» Was zu tun ist:
• A. Geben Sie den Absatz im Text zur Pädagogik der Achtung, der mit „Die Erfahrungen mit Menschen, Orten und Zeiten“ beginnt, in kürzerer Form wieder. Die wesentlichen Fakten sollen erhalten bleiben.
• B. Schreiben Sie den Text zur Pädagogik der Achtung im Anschluss an seinen letzten Satz weiter.

» Seitentext:

3 Grundgedanken der Pädagogik der Achtung
3.1 Achtung vor dem individuellen Kind
Die Bezeichnung „Pädagogik der Achtung“ lehnt sich an eine Schrift Korczaks aus dem Jahr 1928 an, der er den Titel „Das Recht des Kindes auf Achtung“ (Korczak 1928/1999) gegeben hatte. In dieser Schrift führte Korczak die Achtung vor dem Kind als grundsätzliche pädagogische Kategorie ein. Michael Kirchner (2013, S. 215) sieht in ihr nicht nur einen Beitrag zu den Rechten des Kindes, sondern auch über das pädagogische Verhältnis: „Die Achtung vor dem jeweils einzigartigen Kind, die Achtung vor dem heutigen Tag und die Achtung vor der nicht planbaren Zukunft des Kindes bestimmen für ihn das rechte Maß an Zuwendung und Distanz.“ Die Achtung vor dem Kind konkretisiert sich für Korczak „im Mut zur Nähe und zur Distanz“ (ebd., S. 216), was auch als „pädagogischer Takt“ bezeichnet werden kann. Dieser weist bei Korczak folgende Aspekte auf: Er „(a) differenziert das Machtgefälle zwischen dem Erwachsenen und dem Kind, (b) er erleichtert die Akzeptanz von vorgegebenen Tatsachen (Abhängigkeiten des Kindes, ein Mehr an Erfahrung und Wissen des Erwachsenen), der ‚Takt‘ (c) moderiert und moduliert die zwischenmenschliche Kommunikation und (d) stabilisiert das gegenseitige Vertrauen“ (ebd., S. 222 f.).
Jadwiga Bińczycka, eine der wichtigsten polnischen Wissenschaftlerinnen, die Korczak und sein Vermächtnis erforscht, schreibt, dass Korczak in dem Buch „Das Recht des Kindes auf Achtung“ „die Einstellung der Abneigung und Respektlosigkeit gegenüber Kindern seitens der Erwachsenen enthüllte. Er forderte eine Änderung der Position des Kindes, der Kinderrechte – nicht im Bereich der Erklärungen, sondern der tatsächlichen Beobachtung“ (Bińczycka 2009, S. 29)
Die Erfahrungen mit Menschen, Orten und Zeiten, in denen Korczak lebte, aufwuchs und arbeitete, beeinflussten stark seinen Ansatz, der auf der Achtung vor jedem und jeder Einzelnen basierte. Korczak lernte die schlimmsten Bedingungen des Lebens von Kindern kennen, die Dimensionen ihrer Marginalisierung, Ausgrenzung und Armut. Auf einer Versammlung der polnischen Gesellschaft „Hilfe für Waisen“ sagte er einmal: „Was für eine Tragödie das moderne Leben doch ist, und welche Schande es für diese Generation ist, die ihren Kindern eine Welt ohne Ordnung hinterlässt“ (Korczak 1933/2004, S. 219). Die Ordnung der Welt müsse deshalb damit beginnen, die Angelegenheiten der Kinder zu ordnen.

» Inhalt des Datensatzes:

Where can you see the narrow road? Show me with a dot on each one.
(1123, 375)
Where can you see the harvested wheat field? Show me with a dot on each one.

» Lösungen:
• A. Korczaks Ansatz, der auf der Achtung vor jedem einzelnen Menschen beruhte, war stark von den Menschen, Orten und Zeiten seines Lebens geprägt. Er kannte die schlimmsten Lebensbedingungen von Kindern mit ihrer Marginalisierung, Ausgrenzung und Armut. Vor der polnischen Gesellschaft „Hilfe für Waisen“ nannte er das moderne Leben eine Tragödie. Er nannte es auch eine Schande für eine Generation, die ihren Kindern eine Welt ohne Ordnung hinterlässt. Deshalb müsse die Ordnung der Welt damit beginnen, die Angelegenheiten der Kinder zu ordnen.

• B.
Korczaks Pädagogik zielt in radikaler Weise auf die Selbsttätigkeit und Selbstständigkeit des Kindes. Diese sollen dadurch erreicht werden, dass den Kindern im Rahmen der pädagogischen Institution Erfahrungsräume bereitgestellt werden, in denen sie selbst die bestimmenden AkteurInnen sind. Doch um sie wirksam werden zu lassen, bedürfen sie behutsamer pädagogischer Begleitung, die „weder durch ein Zuviel an Nähe, noch durch ein Zuwenig an Distanz manipuliert werden“ (Kirchner 2013, S. 219). Die Achtung gegenüber dem Kind umfasst damit zwei Dimensionen:
- die Achtung gegenüber den Kompetenzen des Kindes ungeachtet seines Alters und
- die Achtung gegenüber den Besonderheiten jedes einzelnen Kindes.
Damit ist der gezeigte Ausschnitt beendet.